WHAT YOU NEED TO DO:
Edit the rows from the line containing "above contains building" through the end of the rows, changing "trail-cam" to "trail camera" and leaving everything else as it is. Return only those rows.

RECORD SET:

--- Begin ---

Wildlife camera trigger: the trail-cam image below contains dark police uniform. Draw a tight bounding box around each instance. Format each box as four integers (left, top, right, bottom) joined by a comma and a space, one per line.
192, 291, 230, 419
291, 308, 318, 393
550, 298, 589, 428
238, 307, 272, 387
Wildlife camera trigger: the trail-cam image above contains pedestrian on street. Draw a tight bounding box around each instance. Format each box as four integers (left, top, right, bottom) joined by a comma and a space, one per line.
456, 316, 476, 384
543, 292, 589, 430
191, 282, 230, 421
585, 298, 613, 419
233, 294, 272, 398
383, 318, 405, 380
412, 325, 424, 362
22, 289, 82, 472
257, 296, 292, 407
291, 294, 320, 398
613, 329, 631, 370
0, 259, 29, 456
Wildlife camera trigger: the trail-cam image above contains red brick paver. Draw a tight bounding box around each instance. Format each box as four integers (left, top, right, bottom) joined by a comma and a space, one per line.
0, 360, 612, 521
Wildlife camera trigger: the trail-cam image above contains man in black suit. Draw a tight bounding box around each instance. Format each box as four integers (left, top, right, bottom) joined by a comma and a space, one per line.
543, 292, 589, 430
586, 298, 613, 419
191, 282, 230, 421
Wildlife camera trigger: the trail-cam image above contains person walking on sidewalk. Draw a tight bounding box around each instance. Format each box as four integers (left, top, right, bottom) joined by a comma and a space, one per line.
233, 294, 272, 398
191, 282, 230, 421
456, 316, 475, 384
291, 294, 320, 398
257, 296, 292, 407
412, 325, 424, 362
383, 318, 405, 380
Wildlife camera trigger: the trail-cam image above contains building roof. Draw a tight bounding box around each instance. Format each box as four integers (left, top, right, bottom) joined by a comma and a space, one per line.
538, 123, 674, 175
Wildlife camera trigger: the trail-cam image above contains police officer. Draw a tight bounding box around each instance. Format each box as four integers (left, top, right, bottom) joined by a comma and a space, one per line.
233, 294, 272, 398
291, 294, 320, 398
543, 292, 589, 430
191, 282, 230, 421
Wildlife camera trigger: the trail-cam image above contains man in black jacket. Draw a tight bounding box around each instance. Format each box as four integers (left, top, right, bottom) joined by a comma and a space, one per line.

--- End ---

RESULT:
Wildlife camera trigger: the trail camera image above contains building roof. Draw a tight bounding box around each instance. Format each box as four integers (left, top, right, bottom) joined by a comma and a space, one per line.
538, 123, 674, 175
Wildlife camera trigger: the trail camera image above contains police officer. Draw a tight bounding box around each instance. Format each box as four integers (left, top, right, bottom) joined by a comma and a space, one per line.
233, 294, 272, 398
291, 294, 320, 398
543, 292, 589, 430
191, 282, 230, 421
Wildlife camera trigger: the trail camera image above contains man in black jacket. Draw a tight bounding box around each instance. Format each box as four integers (left, top, right, bottom) joined by a comma and a space, one per line.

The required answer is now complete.